## CONSIGNES
1 – D'après le texte sur le concert de Patti Smith, pourquoi se dit-on « Elle va pas jouer à la diva la mémé » pendant l'attente ? Répondez s'il vous plaît en une à trois phrases.
2 – Dans le texte sur le concert de Patti Smith, reprenez le passage qui commence par "A 20h15, les" et se poursuit jusqu'à "en ovation !", en changeant "roadies" en "techniciens".

## TEXTE À LIRE

━━━━━━━━━━━━━━━━━━━━

L'icône
vivante
Patti Smith est de retour à Paris
!
Il est des concerts mythiques qu’il serait inconcevable de
rater. A l’instar du retour messianique de Morrissey en octobre
2002 à la Mutualité, celui de Patti Smith au Bataclan,
la divinité fondatrice du punk rock féminin, nommée
à juste titre "Pythie Smith" par Libé, en
fait partie. Parce que Patti Smith ce n’est pas rien.
Musicienne et poétesse, qui a eu envie de faire de la musique
en écoutant les Doors et de la poésie en lisant Rimbaud,
son univers personnel, sa musique sans concession, à la fois
ambitieuse et artisanale et son engagement politique avant gardiste
reste un exemple du genre et elle a ouvert aux femmes la voie du
punk et du rock, chasse gardée masculine des années
70. Elle est aussi une militante inconditionnelle de la paix
Quand le Bataclan ouvre ses portes à 19 h pour un concert
annoncé à 19h30, la file d’attente, blanchie
sous le harnais, n’est pas bien impressionnante et pourtant
il s’agit de concert à guichet fermé. Dans la
salle, le public arrive lentement, presque sagement.
Concert sans première partie, à 20h, le public se
manifeste timidement : quelques sifflets et quelques applaudissements
comme pour signaler sa présence. On est loin des hurlements
hystériques de public de teenagers. On sait bien qu’elle
est là et qu’elle va venir.
A 20h15, les roadies arrivent pour les derniers réglages.
Incroyable ! A croire qu’ils n’avaient pas le temps
de le faire depuis cet après-midi.Le temps semble bien long.
Chacun s’impatiente. Elle va pas jouer à la diva la
mémé se dit-on pour cacher l’anxiété
qui naît de l’attente, de la crainte d’être
déçu, qu’elle ne parte en sucette comme bon
nombre de vieux qui ont fait cette année leur come back.
20h30 elle arrive. A peine entrevu le bout de son nez qu’une
clameur s’amplifie et s’élève pour finir
en ovation !

━━━━━━━━━━━━━━━━━━━━

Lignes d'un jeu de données
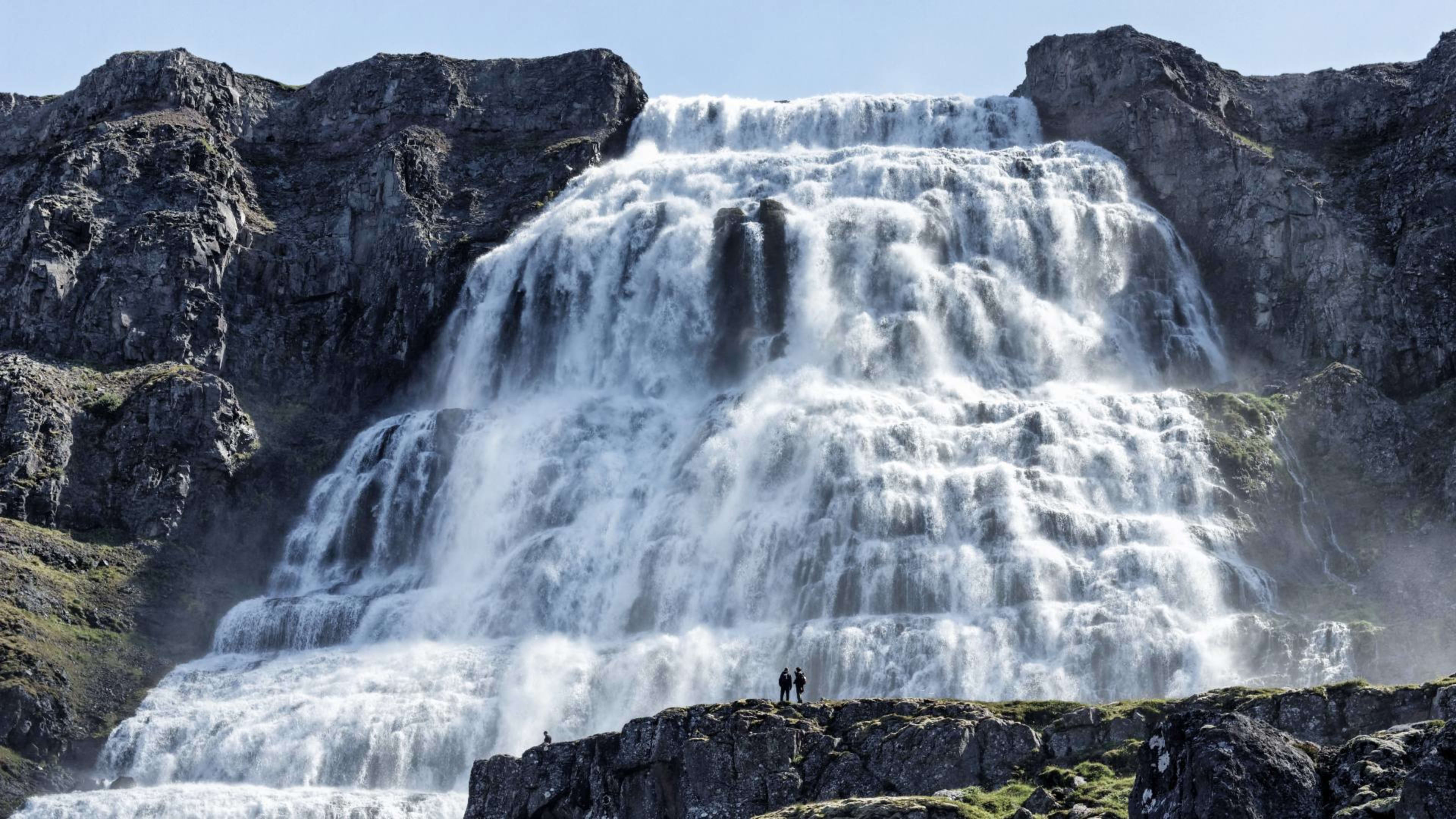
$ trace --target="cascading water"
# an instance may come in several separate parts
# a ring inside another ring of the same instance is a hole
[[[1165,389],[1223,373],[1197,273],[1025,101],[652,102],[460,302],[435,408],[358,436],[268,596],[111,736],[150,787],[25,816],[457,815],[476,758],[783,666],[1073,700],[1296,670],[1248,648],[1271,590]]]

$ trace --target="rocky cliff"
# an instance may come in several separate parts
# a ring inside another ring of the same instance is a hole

━━━━━━━━━━━━━━━━━━━━

## CORRIGÉ
1 – On se le dit pour cacher l'anxiété née de l'attente et de la crainte d'être déçu. On redoute qu'elle ne parte en sucette comme bon nombre de vieux qui ont fait leur come-back cette année.

2 –
A 20h15, les techniciens arrivent pour les derniers réglages.
Incroyable ! A croire qu’ils n’avaient pas le temps
de le faire depuis cet après-midi.Le temps semble bien long.
Chacun s’impatiente. Elle va pas jouer à la diva la
mémé se dit-on pour cacher l’anxiété
qui naît de l’attente, de la crainte d’être
déçu, qu’elle ne parte en sucette comme bon
nombre de vieux qui ont fait cette année leur come back.
20h30 elle arrive. A peine entrevu le bout de son nez qu’une
clameur s’amplifie et s’élève pour finir
en ovation !